Passage to read:

======

February 26, 2011 in Features

Couples have unique ways of deciding on movies to watch

By The Spokesman-Review
 

Perhaps you are aware of this: Sometimes couples experience disagreement.

Oh, yes, it has been known to happen. And the tension isn’t always about sex, money or conflicting ideas about the proper use of weekends.

Occasionally it’s about movies. As in, which film to watch?

If you buy broad-brush gender stereotypes, the flick-picking discord arises because guys want to see nothing but car chases and shootouts while women are drawn to talky weepies in which romance triumphs over vexing misunderstandings.

But even if most real-life adults tend to be a bit more nuanced than that, there’s still plenty about which two moviegoers can disagree.

Maybe one person enjoys a certain comedic actor that his or her spouse/significant other loathes. Or perhaps you crave courtroom dramas or zippy police procedurals while your partner wants to see obscure indie projects or period costumefests with handsome characters hissing “Upon my word, sir!”

So how do couples bridge the gap?

Negotiate? Take turns picking? Defer to the person who has actually read about the film?

There is no one simple answer.

======

Supplied information:
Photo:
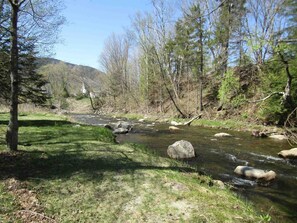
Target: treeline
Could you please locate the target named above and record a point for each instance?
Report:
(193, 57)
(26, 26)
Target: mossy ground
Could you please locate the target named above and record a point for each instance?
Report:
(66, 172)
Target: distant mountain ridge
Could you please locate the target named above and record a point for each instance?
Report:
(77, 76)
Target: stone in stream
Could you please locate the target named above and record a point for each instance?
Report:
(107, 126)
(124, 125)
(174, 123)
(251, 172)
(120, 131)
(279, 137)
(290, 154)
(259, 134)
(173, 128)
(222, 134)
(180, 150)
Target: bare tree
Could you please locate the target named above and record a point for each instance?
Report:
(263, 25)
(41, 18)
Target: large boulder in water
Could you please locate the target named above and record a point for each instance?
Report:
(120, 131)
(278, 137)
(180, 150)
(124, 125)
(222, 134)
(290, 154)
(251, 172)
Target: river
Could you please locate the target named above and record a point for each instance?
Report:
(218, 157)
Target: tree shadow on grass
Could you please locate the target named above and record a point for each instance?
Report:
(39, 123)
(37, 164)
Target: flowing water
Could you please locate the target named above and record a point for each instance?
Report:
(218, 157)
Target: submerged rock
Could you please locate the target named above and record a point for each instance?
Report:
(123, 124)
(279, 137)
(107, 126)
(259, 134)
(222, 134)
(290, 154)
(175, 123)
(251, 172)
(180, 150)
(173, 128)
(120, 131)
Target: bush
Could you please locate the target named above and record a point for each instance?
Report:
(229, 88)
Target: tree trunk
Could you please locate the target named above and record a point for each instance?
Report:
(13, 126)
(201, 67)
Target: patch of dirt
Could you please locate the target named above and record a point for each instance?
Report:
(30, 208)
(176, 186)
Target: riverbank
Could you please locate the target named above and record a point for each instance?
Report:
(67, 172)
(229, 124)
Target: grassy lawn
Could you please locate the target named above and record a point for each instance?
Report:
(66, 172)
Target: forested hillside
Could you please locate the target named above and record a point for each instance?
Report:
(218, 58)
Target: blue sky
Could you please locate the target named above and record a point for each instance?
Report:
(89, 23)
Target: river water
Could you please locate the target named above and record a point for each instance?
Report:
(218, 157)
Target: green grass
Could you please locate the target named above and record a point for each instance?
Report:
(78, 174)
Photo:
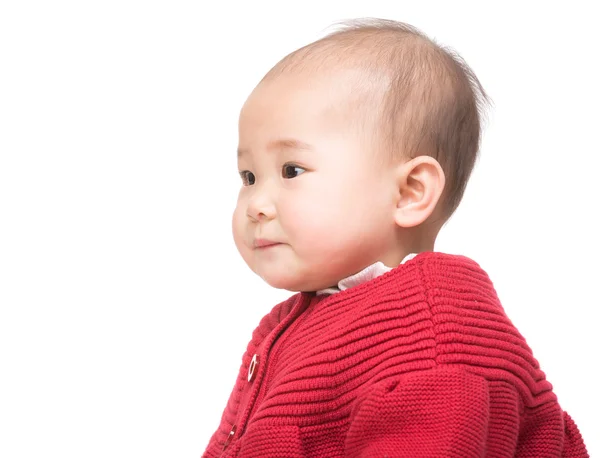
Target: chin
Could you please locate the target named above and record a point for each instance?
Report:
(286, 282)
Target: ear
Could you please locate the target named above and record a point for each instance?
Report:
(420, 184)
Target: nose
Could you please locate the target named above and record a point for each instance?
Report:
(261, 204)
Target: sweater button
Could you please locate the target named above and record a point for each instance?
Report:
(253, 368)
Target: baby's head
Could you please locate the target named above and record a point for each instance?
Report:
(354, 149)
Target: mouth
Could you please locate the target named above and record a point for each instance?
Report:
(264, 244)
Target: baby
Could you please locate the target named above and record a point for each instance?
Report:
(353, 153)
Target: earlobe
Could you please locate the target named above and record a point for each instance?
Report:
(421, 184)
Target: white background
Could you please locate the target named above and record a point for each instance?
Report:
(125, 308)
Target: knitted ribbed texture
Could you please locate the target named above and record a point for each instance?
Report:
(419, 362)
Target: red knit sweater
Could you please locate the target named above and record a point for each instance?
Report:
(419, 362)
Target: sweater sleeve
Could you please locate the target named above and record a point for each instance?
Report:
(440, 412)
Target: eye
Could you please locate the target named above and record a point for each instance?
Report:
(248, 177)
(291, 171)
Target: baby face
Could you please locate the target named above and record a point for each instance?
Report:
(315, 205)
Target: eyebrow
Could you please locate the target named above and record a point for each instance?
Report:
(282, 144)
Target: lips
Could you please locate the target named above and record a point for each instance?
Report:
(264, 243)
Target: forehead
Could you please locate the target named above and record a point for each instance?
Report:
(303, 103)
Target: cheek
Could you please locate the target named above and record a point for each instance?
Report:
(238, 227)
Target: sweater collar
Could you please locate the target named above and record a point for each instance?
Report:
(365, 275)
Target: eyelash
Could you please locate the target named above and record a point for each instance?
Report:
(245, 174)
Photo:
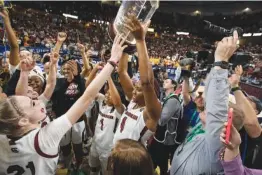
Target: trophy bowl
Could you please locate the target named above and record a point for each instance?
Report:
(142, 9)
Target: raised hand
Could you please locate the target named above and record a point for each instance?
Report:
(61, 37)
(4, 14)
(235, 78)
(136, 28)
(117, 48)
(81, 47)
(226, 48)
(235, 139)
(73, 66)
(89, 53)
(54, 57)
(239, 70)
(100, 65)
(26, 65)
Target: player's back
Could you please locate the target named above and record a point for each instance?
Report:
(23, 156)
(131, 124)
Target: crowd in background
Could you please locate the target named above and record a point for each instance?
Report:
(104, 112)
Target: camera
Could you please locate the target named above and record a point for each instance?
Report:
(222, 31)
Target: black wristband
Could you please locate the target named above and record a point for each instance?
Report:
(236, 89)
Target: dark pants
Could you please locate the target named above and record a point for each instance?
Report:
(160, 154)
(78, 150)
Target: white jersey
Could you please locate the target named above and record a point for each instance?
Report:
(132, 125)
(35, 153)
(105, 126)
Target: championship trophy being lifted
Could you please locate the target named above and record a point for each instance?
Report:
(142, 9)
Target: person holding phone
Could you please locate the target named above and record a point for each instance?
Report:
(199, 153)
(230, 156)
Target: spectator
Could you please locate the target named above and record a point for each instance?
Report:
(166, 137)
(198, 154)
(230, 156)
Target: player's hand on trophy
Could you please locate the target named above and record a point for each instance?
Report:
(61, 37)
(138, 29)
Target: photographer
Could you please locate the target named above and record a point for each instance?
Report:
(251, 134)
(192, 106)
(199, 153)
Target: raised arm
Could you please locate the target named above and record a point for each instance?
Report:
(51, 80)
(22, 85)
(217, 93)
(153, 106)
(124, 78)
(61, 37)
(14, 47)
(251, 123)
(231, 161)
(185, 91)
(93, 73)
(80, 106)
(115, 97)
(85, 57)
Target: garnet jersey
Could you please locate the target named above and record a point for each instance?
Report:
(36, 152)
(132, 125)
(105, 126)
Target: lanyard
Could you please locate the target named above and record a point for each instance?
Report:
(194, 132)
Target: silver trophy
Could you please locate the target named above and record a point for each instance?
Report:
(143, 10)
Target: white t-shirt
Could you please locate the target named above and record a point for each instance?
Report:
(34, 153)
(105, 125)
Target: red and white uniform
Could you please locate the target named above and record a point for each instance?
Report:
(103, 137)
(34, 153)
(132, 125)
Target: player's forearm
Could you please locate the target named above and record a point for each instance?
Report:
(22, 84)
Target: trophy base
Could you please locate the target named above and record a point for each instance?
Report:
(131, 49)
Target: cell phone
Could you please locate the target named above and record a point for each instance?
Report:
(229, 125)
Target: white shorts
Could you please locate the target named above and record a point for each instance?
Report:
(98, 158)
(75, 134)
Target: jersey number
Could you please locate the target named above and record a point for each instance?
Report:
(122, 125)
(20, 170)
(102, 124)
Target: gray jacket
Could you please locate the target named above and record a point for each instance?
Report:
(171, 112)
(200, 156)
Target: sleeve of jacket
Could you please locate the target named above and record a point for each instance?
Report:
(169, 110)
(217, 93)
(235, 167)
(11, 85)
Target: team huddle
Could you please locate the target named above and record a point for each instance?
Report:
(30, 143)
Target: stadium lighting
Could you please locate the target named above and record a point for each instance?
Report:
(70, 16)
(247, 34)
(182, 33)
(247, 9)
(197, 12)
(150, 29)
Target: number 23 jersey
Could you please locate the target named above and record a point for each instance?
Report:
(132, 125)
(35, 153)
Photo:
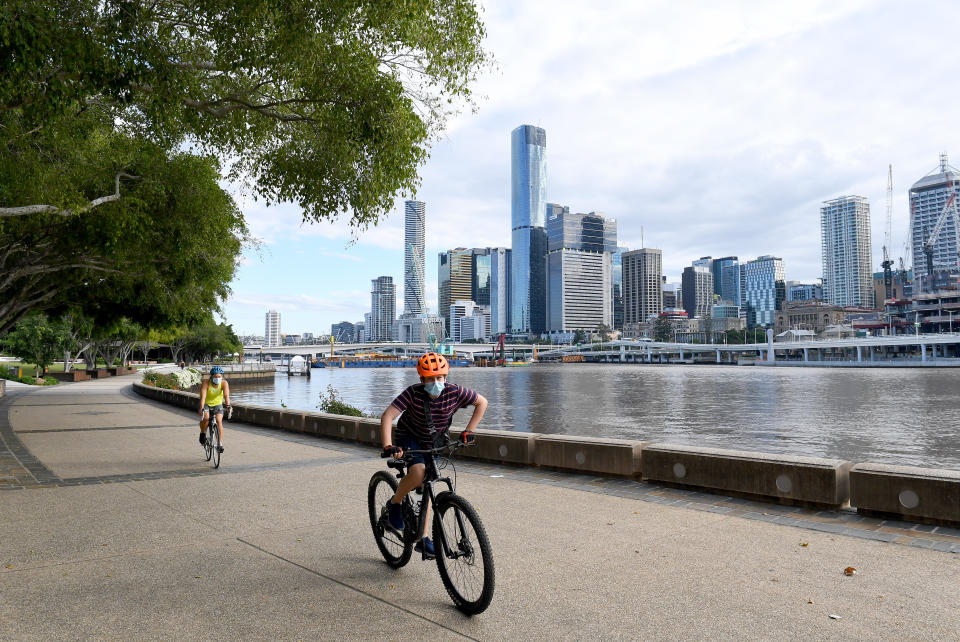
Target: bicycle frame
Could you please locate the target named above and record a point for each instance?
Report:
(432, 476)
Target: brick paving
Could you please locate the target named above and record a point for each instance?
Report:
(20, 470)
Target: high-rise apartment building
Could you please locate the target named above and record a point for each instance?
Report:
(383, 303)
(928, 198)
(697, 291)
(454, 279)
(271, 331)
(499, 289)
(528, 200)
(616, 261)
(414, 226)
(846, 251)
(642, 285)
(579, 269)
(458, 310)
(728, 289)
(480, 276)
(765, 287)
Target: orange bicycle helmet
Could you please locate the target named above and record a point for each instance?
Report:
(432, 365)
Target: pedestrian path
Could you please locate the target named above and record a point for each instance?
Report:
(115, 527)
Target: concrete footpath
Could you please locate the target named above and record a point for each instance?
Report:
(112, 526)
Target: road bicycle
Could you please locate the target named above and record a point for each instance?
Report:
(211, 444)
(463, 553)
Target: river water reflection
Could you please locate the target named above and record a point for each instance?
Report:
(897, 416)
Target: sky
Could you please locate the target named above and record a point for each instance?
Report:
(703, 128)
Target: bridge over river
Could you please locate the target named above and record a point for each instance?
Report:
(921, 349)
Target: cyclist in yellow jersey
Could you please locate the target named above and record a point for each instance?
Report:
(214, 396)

======

Directions: From the article above about couples choosing movies, list every way it suggests two people might settle which film to watch.

Problem solution:
- Negotiate
- Take turns picking
- Defer to the person who has actually read about the film